[Records drawn from a dataset]
········
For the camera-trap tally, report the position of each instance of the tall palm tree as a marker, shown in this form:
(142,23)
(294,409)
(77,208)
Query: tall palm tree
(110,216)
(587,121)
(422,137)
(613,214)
········
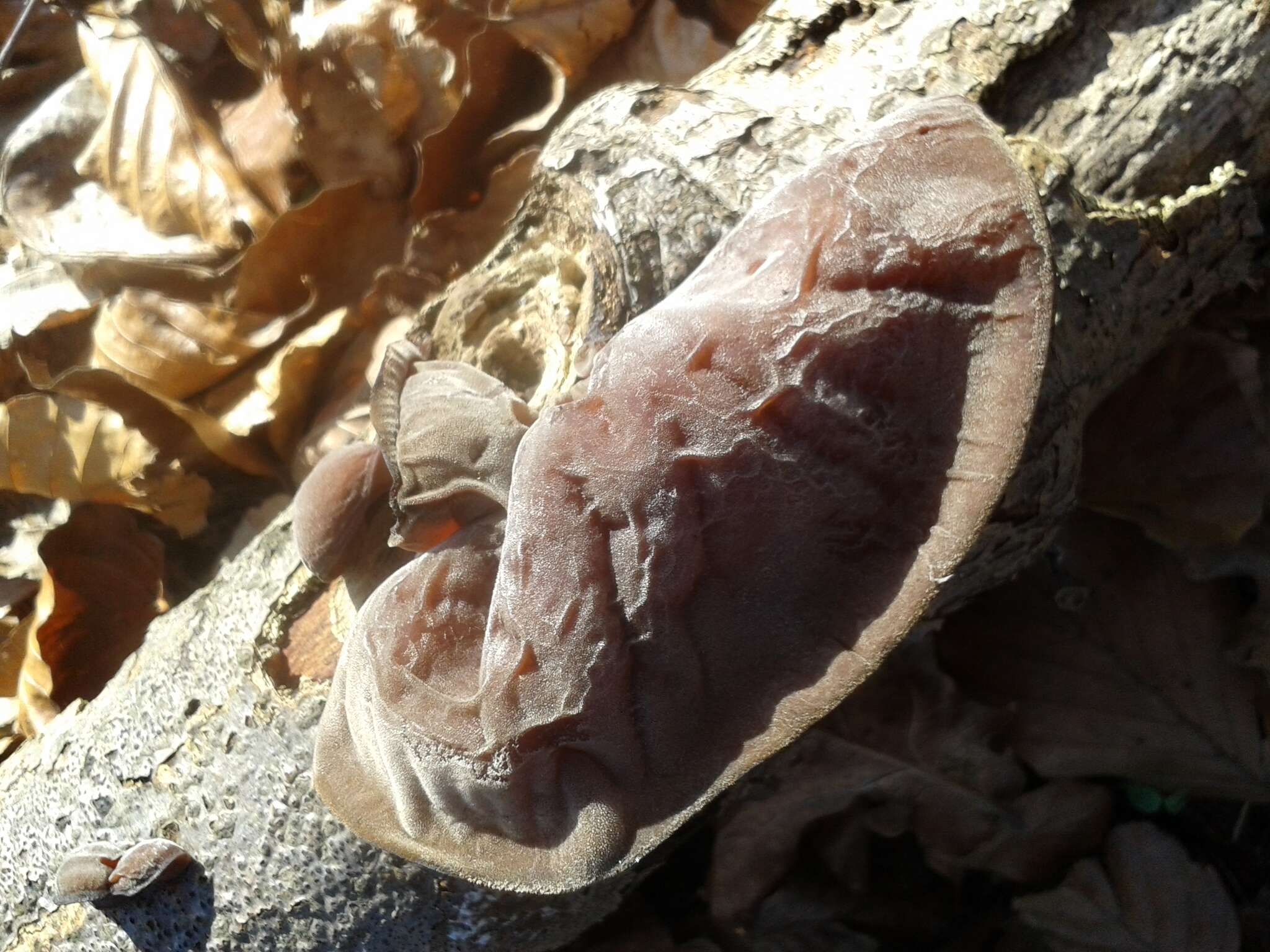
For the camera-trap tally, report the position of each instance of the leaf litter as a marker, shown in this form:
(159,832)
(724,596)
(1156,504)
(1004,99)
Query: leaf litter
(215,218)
········
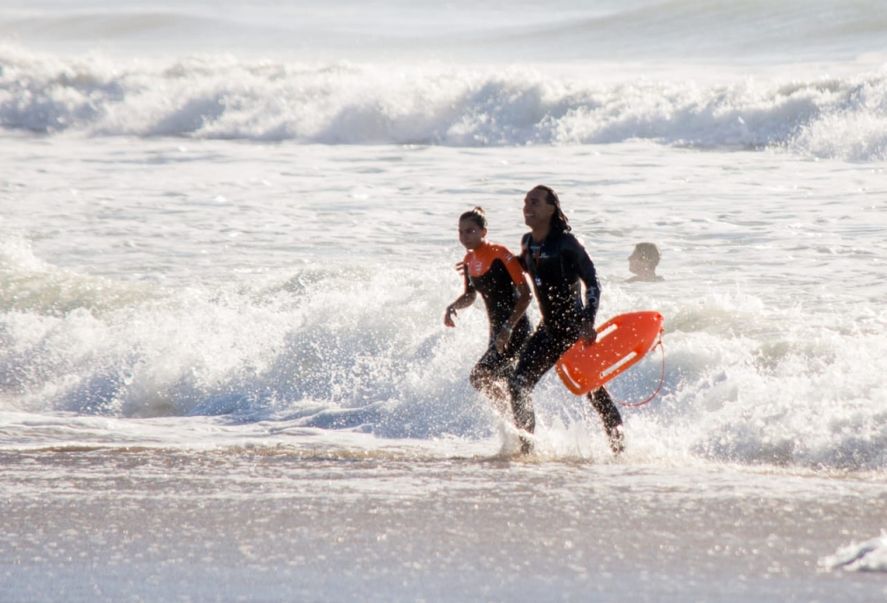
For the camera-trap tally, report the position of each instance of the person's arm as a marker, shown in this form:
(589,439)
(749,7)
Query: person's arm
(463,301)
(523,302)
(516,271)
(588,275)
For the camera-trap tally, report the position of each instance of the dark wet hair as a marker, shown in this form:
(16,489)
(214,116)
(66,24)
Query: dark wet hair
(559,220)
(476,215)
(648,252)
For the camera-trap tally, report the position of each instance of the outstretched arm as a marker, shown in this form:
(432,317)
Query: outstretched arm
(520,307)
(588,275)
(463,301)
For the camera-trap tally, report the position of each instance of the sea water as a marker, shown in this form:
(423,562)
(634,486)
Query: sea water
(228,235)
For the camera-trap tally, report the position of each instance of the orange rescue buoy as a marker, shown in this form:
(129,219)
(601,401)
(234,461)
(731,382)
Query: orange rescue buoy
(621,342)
········
*ACTIVITY*. The lines to copy are those above that contain the string "instance".

*EXERCISE RESULT*.
For the camera-trap tally, report the position of each instance of the tall palm tree as a marker, shown in this form:
For the camera-trap tally, report the position of each instance of the leaf litter as a marker, shown in this form:
For the camera-trap tally, report the position of each instance of the person's arm as a marker, shown in this form:
For the camera-trap tally, report the position of each instance of the dark wet hair as a marker, shown in this form:
For the camera-trap tally, report the position of each instance of the outstretched arm as a marker, shown in this form:
For the camera-trap tally, report the position of each instance of the sea water as a marker, shown in this form:
For the camera-trap tally, report the position of each instance of the orange rescue buoy as a marker, shown in this form:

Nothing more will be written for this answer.